**EXERCISE DATA**:
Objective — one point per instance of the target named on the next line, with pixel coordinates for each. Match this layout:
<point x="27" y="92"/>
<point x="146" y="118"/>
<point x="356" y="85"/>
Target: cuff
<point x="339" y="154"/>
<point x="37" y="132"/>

**WORK ORDER**: Restate the records in full, keeping every word as it is.

**SOLUTION TO THE EXERCISE**:
Objective — one point per instance of the target named on the next line, with pixel coordinates for each. Match this layout:
<point x="27" y="92"/>
<point x="146" y="118"/>
<point x="356" y="85"/>
Target: cuff
<point x="339" y="154"/>
<point x="37" y="132"/>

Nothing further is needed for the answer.